# DATA FOR PROCESSING
•••
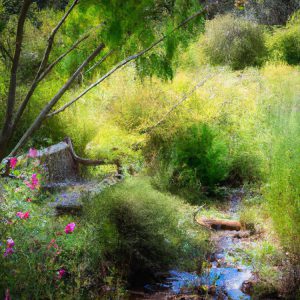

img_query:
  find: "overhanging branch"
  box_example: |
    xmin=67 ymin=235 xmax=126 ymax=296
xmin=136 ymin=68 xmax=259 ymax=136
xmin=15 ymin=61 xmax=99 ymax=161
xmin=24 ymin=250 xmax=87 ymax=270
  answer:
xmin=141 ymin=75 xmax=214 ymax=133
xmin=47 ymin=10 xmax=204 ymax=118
•••
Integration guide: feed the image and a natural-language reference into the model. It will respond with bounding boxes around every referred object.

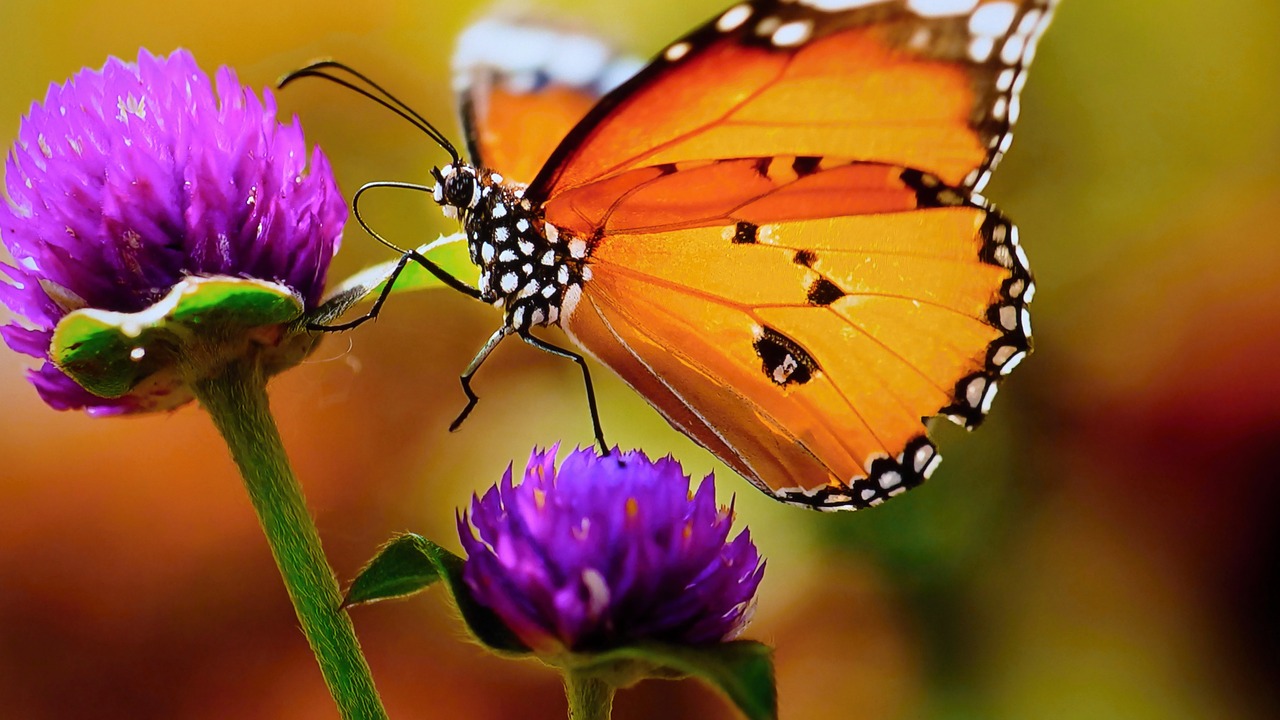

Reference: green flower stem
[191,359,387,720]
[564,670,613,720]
•••
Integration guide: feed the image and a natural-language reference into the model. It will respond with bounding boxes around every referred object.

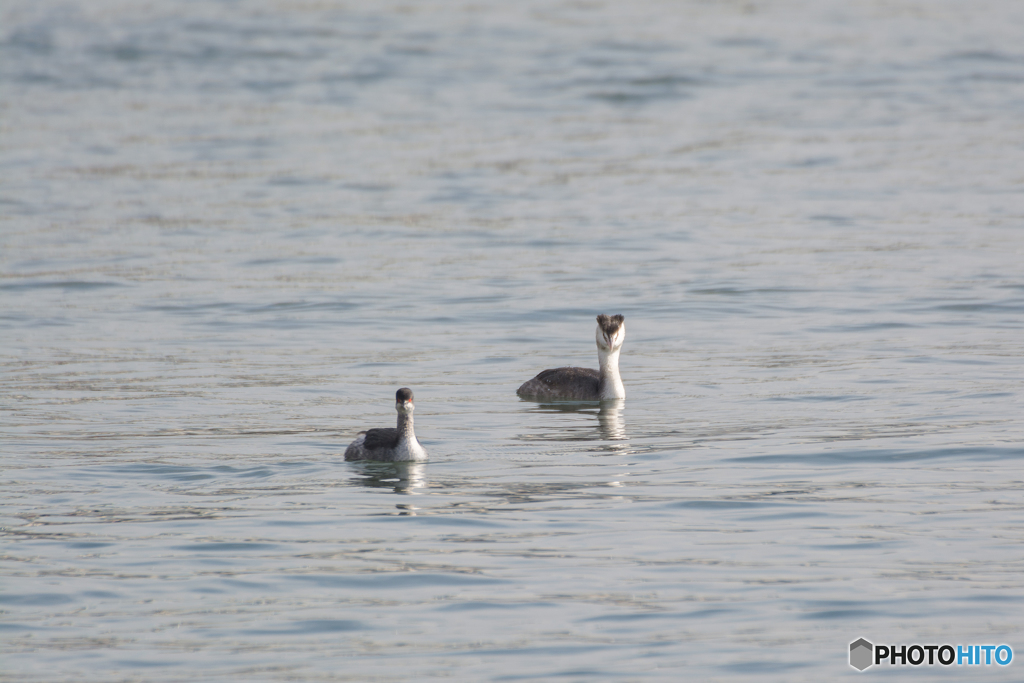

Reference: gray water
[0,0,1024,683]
•••
# SET EXERCISE
Pick out every line in the rows above that contains the string "ymin", and copy each of those lines in full.

# SOLUTION TO THE PROBLEM
    xmin=67 ymin=235 xmax=126 ymax=296
xmin=136 ymin=68 xmax=259 ymax=136
xmin=15 ymin=61 xmax=99 ymax=161
xmin=24 ymin=250 xmax=87 ymax=270
xmin=141 ymin=75 xmax=214 ymax=133
xmin=47 ymin=10 xmax=204 ymax=118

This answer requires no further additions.